» Provided text
------

Beer Terrain does not overlook the largest component of almost any beverage, H2O.  The book has that covered.  Suzanne is an engineer and teaches at WPI.  Her research has focused on storm water management.  Okay, we don’t want storm water in our brewskis, but she does know water.  Chapter 8 is her paean to aqua.
Suzanne notes we do not have a common water source.  So, other than the Quabbin, the water used is going to be local.  Does that affect taste?  It can.  Depending on composition.  The atoms that make up water can bond with other atoms.  The hardness and softness has an impact as well.
Whatever else we can grow here, water will always be local.  The more other ingredients of a nearby origin become part of our beers, the more we will have our own “terroir.”  Jonathan used that term, more often associated with wine, to describe the sense of place.  The malt and hops grown here are and will be different from those of other regions.  We have had wonderful local brewers for a couple of decades now.  It is time to build the terroir.

------

» Given records
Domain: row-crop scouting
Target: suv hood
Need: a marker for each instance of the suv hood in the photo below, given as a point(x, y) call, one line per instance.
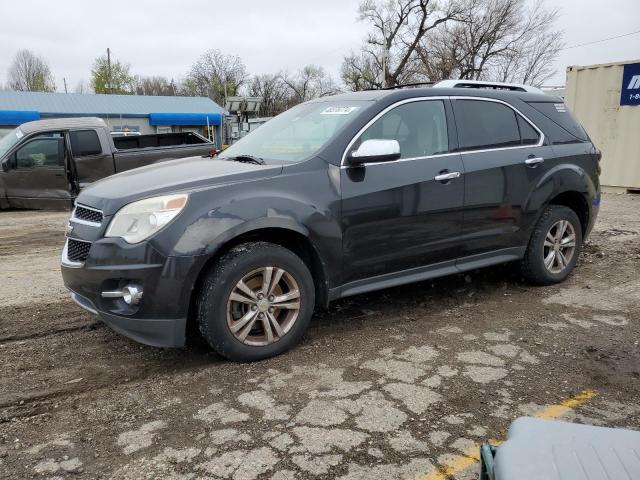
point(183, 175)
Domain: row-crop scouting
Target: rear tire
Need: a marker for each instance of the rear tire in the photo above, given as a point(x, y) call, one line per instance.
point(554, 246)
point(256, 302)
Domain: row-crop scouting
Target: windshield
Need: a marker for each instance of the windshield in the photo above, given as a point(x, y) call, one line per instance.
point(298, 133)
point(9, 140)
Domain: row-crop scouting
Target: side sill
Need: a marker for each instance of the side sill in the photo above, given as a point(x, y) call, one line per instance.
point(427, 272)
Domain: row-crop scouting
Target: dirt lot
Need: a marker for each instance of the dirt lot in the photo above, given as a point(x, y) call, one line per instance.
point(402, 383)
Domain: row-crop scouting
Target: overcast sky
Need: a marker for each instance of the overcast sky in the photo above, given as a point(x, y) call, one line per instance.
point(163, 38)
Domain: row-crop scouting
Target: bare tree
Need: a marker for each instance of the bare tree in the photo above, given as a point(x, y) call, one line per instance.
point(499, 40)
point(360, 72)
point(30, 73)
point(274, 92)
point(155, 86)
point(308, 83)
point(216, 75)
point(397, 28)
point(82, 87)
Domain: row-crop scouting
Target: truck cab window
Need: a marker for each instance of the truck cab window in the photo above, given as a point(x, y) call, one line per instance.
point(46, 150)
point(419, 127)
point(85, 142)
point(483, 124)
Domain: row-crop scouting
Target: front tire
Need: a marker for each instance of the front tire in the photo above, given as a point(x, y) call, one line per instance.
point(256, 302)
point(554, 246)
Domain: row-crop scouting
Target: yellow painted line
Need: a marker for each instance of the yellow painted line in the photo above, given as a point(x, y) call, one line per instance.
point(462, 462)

------

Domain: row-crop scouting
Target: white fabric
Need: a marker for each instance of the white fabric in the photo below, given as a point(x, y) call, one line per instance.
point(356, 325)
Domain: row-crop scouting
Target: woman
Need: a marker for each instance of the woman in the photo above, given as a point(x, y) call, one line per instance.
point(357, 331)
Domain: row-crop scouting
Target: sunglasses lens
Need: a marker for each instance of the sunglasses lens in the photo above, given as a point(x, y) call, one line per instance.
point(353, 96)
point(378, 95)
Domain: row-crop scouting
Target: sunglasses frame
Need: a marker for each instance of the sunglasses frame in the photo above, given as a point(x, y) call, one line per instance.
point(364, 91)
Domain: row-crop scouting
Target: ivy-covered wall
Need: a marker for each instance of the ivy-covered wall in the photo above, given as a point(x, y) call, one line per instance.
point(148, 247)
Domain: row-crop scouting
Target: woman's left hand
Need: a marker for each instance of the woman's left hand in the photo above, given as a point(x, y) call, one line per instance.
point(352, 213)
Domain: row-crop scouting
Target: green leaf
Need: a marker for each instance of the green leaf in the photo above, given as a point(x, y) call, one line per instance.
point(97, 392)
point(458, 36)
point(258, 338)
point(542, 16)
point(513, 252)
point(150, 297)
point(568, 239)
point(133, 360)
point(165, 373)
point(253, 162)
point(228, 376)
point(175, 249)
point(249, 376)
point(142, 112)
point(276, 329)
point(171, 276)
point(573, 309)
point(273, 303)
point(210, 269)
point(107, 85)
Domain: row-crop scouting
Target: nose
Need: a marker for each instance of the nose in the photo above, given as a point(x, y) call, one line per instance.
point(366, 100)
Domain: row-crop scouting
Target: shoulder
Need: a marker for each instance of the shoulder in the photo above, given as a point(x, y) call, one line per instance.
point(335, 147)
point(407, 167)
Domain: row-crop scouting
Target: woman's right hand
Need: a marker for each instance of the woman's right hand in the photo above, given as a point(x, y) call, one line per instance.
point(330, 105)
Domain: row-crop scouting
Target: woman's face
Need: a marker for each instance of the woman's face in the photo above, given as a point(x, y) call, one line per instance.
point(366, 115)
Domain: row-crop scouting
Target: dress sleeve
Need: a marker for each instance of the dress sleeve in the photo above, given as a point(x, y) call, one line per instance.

------

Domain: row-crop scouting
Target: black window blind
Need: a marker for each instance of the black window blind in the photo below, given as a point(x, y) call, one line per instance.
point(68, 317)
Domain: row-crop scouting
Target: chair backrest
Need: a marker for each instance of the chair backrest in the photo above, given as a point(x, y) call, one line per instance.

------

» Given problem A
Duplicate everything in the Beer Terrain passage from "Beer Terrain does" down to "impact as well.".
» Given problem B
Write the next part of the Beer Terrain passage, picking up after its final sentence.
The records aren't needed for anything here.

» Reply A
Beer Terrain does not overlook the largest component of almost any beverage, H2O.  The book has that covered.  Suzanne is an engineer and teaches at WPI.  Her research has focused on storm water management.  Okay, we don’t want storm water in our brewskis, but she does know water.  Chapter 8 is her paean to aqua.
Suzanne notes we do not have a common water source.  So, other than the Quabbin, the water used is going to be local.  Does that affect taste?  It can.  Depending on composition.  The atoms that make up water can bond with other atoms.  The hardness and softness has an impact as well.

» Reply B
The book is no sense a dry technical manual.  Jonathan and Susanne have enjoyed their odyssey and convey it from the Wonderful Peoples’ Pint in Greenfield to the Peak Organic Brewing Company in Portland Maine.  Jonathan, the Sturbridge native enjoys the product served at Hyland Orchard as well as the aforementioned Tree House when not on the road.  One can learn a lot from Beer Terrain while working up a thirst.